# Start of Article
4

I need to identify a relationship between two variables. I have two sets of measures performed by two competing systems, and I would like to compare how close the two systems are to each other.

Here is an example of how the data look (dummy values):

╔════════╦═══════════╦═══════════╗  
║ object ║ measure-1 ║ measure-2 ║  
╠════════╬═══════════╬═══════════╣  
║ obj1   ║         0 ║       120 ║  
║ obj2   ║         1 ║        60 ║
║ obj3   ║         0 ║        20 ║    
║ obj4   ║         4 ║       240 ║  
╚════════╩═══════════╩═══════════╝  

There is no information available on how the measures have been done, and the scale they use, but it is very likely that one is a linear data series and the second is built on a logarithmic scale. I noticed this by plotting the series in a scatterplot. Using linear scale for both X and Y, the relationship is not linear, as the curve grows quickly then flattens while X increases. If I tick the checkbox 'logarithmic scale' on chart axis Y though, the dots are quite aligned.

My first question is whether this tends to show that series X is using a logarithmic scale?

My second question is about finding the appropriate way to check how far series are similar to each other.

My guess is that I have to compute the correlation coefficient between both series (i.e. get a normalized measure of how close the two sets of measures are), but I think it is first needed to process one of the data series to re-scale it appropriately, before using spreadsheet's CORREL function. I have tried applying log() to one of the series and computing the correlation, but it does not look to be providing relevant results (coefficient is near 0.5, despite the strong alignment of the dots).

I have read about Pearson's rank correlation, but I am not sure of how to calculate it in Excel.
# End of Article
# Start of Recorded data
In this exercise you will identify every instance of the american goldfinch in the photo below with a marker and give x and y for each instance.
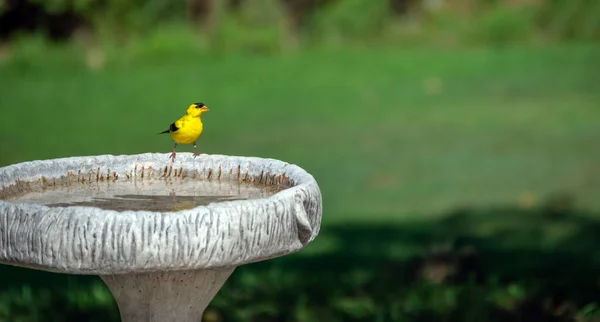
(188, 128)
# End of Recorded data
Exercise objective.
Name every object listed in the table of dummy values in the forum post about comparing two measuring systems.

Output.
obj1, obj2, obj3, obj4